PROBLEM DESCRIPTION: List every person mentioned by name in the passage on locale theory.

DOCUMENT:
▬▬▬▬▬▬▬▬▬▬
Stone duality leads naturally to the idea of locale theory. Quickly said, the idea is that, instead of reasoning with topological spaces, we reason with frames. The two concepts are not completely interchangeable, but the O ⊣ pt adjunction shows that they are close. More: sober spaces form a category that is equivalent to the opposite of that of spatial frames.
Topology without points
It has come to the mind of several mathematicians, from John Isbell to Peter Johnstone, and including Bernhard Banaschewski and others, that one might redo most of topology by looking at frames instead of topological spaces.
The result is sometimes known as pointless topology (a horrible pun), because frames that are not necessarily spatial can be thought of as sober spaces, except that they might lack a few points. In fact, some of those frames, such as the frame of regular open sets of [0, 1], have no point at all, and despite that, have a very rich structure.
If you wish to learn about the theory of locales, let me recommend Picado and Pultr’s excellent book . They do a really great job of presenting the theory as simply as possible, and have proofs that are probably the simplest possible.
Let me also remind you that the adjunction O ⊣ pt between topological spaces and frames is actually an adjunction between the category Top of topological spaces and the opposite of the category Frm of frames and frame homomorphisms. To obtain the right pointless equivalent of Top, we must therefore move to Frmop, the opposite of Frm. That opposite category Loc=Frmop, is called the category of locales.
Hence a locale is just a frame, but a morphism f : L → L’ in Loc should be thought the other way around, as a frame homomorphism from L’ to L.
▬▬▬▬▬▬▬▬▬▬
Part of a data file:
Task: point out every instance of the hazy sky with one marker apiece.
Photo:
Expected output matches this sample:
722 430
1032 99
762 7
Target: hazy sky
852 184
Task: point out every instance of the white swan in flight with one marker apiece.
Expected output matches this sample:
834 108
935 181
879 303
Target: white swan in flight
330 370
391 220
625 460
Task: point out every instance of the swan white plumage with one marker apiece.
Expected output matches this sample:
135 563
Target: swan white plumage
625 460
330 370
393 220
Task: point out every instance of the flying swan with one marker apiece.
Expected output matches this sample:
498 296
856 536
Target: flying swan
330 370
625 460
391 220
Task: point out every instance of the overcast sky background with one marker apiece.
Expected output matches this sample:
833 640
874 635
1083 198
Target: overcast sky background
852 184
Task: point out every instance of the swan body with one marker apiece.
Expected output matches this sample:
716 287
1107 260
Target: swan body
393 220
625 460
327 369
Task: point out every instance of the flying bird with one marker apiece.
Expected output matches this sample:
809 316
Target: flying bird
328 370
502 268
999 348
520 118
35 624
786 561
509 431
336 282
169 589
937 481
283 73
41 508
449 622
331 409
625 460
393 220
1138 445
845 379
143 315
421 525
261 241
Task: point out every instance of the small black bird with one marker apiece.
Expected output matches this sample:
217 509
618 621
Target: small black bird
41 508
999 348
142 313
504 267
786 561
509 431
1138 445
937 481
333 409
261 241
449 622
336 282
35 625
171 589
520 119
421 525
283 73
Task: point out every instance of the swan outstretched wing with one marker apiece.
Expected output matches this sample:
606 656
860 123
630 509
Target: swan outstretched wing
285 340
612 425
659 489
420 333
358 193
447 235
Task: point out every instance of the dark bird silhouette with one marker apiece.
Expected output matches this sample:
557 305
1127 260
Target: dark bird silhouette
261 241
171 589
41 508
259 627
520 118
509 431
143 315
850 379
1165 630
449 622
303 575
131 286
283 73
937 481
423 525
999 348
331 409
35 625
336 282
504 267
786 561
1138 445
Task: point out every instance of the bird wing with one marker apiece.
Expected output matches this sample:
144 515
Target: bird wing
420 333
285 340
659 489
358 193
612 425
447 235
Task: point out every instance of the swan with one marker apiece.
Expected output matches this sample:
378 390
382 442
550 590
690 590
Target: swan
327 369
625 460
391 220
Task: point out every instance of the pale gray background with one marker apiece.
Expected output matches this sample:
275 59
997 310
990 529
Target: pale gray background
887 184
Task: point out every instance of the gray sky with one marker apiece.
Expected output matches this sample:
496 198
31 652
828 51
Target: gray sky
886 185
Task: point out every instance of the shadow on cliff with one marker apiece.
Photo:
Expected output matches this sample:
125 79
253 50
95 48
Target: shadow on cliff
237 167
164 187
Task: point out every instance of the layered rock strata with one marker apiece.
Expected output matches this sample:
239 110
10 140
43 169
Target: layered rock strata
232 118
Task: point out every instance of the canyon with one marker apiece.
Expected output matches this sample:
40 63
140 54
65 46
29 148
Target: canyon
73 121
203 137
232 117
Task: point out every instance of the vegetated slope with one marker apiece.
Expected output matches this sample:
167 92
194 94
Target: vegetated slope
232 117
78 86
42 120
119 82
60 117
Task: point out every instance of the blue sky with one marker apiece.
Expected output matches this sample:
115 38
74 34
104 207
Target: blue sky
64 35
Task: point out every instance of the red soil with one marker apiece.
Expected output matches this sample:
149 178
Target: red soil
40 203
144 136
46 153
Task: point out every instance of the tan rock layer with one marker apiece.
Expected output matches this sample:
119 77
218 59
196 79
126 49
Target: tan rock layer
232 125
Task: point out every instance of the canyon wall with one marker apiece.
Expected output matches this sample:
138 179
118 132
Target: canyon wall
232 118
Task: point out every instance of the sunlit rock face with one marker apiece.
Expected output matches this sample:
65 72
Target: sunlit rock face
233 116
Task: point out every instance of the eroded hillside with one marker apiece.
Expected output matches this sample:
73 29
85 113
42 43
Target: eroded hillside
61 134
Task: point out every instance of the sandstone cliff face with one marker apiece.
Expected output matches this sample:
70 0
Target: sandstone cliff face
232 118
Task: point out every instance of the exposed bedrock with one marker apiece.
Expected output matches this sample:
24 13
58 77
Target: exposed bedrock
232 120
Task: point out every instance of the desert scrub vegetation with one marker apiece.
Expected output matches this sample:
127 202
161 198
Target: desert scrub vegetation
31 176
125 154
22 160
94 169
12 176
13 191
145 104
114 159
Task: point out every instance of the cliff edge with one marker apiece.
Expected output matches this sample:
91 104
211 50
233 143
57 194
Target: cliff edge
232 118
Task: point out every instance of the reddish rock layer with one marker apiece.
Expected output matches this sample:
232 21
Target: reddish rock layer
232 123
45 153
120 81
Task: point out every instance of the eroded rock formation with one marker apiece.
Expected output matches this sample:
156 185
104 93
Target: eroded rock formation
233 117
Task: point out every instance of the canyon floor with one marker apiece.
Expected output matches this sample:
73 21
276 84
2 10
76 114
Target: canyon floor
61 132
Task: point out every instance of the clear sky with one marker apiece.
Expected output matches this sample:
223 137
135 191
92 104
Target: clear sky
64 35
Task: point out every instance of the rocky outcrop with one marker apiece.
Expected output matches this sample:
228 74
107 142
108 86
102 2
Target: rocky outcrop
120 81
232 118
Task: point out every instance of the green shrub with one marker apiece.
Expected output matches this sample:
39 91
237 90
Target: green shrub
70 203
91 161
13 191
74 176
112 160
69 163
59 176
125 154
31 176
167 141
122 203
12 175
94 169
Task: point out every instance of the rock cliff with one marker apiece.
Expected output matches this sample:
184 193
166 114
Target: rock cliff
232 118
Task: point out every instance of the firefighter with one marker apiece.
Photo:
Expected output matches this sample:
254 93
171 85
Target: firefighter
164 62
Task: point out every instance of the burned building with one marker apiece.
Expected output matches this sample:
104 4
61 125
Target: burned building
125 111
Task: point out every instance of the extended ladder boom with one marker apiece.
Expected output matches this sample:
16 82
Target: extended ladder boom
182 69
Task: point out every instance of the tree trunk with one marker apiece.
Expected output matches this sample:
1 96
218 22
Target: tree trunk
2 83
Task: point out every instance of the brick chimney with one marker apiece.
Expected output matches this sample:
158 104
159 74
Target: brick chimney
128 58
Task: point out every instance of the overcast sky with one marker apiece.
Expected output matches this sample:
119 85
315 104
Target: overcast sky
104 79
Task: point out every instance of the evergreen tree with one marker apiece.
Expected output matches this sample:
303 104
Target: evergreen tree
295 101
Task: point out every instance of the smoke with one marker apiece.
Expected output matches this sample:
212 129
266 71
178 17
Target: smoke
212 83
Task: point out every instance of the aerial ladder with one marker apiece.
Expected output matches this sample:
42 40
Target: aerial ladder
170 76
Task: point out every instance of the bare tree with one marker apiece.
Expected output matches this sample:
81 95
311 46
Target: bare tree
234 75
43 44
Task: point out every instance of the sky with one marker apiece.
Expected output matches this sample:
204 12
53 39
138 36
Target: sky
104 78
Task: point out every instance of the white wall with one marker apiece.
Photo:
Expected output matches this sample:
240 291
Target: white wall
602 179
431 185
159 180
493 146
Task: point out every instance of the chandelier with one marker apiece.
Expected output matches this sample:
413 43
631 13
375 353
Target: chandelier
▬▬▬▬▬▬▬▬▬▬
THE SOLUTION: John Isbell, Peter Johnstone, Bernhard Banaschewski, Picado, Pultr